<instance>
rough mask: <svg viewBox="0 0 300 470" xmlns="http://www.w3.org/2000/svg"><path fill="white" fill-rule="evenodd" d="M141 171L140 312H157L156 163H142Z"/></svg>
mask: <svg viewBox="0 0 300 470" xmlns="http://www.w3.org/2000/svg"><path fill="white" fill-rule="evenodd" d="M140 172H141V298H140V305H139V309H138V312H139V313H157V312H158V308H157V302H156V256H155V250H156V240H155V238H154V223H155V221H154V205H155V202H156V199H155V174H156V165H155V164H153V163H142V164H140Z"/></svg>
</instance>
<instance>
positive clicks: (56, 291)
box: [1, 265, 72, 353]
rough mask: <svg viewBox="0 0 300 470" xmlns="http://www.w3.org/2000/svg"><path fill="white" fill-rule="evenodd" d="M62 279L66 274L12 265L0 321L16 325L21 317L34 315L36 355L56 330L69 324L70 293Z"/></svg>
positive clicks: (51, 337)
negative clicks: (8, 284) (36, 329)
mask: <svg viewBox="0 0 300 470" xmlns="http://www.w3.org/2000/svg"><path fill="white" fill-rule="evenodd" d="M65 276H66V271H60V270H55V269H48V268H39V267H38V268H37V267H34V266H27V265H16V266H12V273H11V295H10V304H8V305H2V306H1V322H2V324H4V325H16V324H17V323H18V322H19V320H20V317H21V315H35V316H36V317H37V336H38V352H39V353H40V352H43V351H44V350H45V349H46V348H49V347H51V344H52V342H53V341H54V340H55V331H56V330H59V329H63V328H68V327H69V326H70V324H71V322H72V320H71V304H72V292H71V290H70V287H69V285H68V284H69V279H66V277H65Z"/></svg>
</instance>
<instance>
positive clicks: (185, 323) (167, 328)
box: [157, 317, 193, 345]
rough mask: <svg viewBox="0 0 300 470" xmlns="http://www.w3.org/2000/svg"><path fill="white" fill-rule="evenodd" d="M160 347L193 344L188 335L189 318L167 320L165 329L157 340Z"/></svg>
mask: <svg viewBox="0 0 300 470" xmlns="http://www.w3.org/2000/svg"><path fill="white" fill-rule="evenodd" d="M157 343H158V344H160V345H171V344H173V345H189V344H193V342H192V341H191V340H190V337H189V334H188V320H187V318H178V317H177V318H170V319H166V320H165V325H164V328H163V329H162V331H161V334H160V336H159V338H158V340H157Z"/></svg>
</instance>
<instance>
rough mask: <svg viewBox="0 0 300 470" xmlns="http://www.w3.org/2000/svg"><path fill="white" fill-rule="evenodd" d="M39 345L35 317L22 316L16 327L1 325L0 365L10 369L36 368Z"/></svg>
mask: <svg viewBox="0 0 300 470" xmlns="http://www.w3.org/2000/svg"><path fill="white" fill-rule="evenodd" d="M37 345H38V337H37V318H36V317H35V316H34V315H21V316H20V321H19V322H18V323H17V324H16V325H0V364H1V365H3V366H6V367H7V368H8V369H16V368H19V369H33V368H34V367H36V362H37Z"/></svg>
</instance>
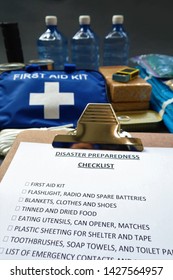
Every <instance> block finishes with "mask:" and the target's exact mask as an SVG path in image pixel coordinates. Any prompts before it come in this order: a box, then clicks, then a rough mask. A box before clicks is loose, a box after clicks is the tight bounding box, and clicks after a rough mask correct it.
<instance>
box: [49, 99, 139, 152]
mask: <svg viewBox="0 0 173 280" xmlns="http://www.w3.org/2000/svg"><path fill="white" fill-rule="evenodd" d="M120 130H121V129H120V124H119V121H118V118H117V117H116V114H115V112H114V110H113V108H112V105H111V104H109V103H96V104H95V103H91V104H88V105H87V106H86V108H85V109H84V111H83V113H82V115H81V116H80V118H79V120H78V123H77V128H76V129H74V130H72V131H70V132H69V133H68V134H66V135H61V134H58V135H56V136H55V138H54V141H53V146H55V147H56V143H57V142H58V143H60V142H63V143H70V144H71V146H70V148H74V144H75V143H80V144H81V143H82V144H87V143H88V144H90V146H92V148H94V147H99V148H100V149H109V150H112V149H113V150H115V149H117V148H119V149H120V148H122V149H124V148H126V149H127V150H135V151H142V150H143V145H142V142H141V140H140V139H138V138H131V137H121V133H120ZM83 146H84V148H85V145H83ZM64 147H65V146H64ZM75 148H77V146H76V145H75ZM79 148H80V146H79ZM86 148H87V146H86Z"/></svg>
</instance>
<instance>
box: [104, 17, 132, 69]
mask: <svg viewBox="0 0 173 280" xmlns="http://www.w3.org/2000/svg"><path fill="white" fill-rule="evenodd" d="M123 23H124V17H123V15H114V16H113V17H112V30H111V31H110V32H109V33H108V34H107V35H106V36H105V38H104V42H103V65H104V66H113V65H128V56H129V38H128V35H127V33H126V31H125V29H124V26H123Z"/></svg>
■ ■ ■ ■ ■
Task to carry out: Each line from the top of the material above, through the one that contains "positive clicks: (51, 337)", should be restated word for word.

Exercise solution:
<instance>
rough mask: <svg viewBox="0 0 300 470" xmlns="http://www.w3.org/2000/svg"><path fill="white" fill-rule="evenodd" d="M141 171L140 312H157L156 163H142Z"/></svg>
mask: <svg viewBox="0 0 300 470" xmlns="http://www.w3.org/2000/svg"><path fill="white" fill-rule="evenodd" d="M140 172H141V298H140V305H139V309H138V312H139V313H157V312H158V308H157V302H156V256H155V250H156V240H155V238H154V223H155V221H154V205H155V202H156V199H155V174H156V165H155V164H153V163H142V164H140Z"/></svg>
</instance>
<instance>
positive clicks: (56, 291)
box: [1, 265, 72, 353]
rough mask: <svg viewBox="0 0 300 470" xmlns="http://www.w3.org/2000/svg"><path fill="white" fill-rule="evenodd" d="M62 279L66 274L12 265L0 321L16 325L21 317L34 315L36 355L56 330L69 324L70 293Z"/></svg>
positive clicks: (51, 337)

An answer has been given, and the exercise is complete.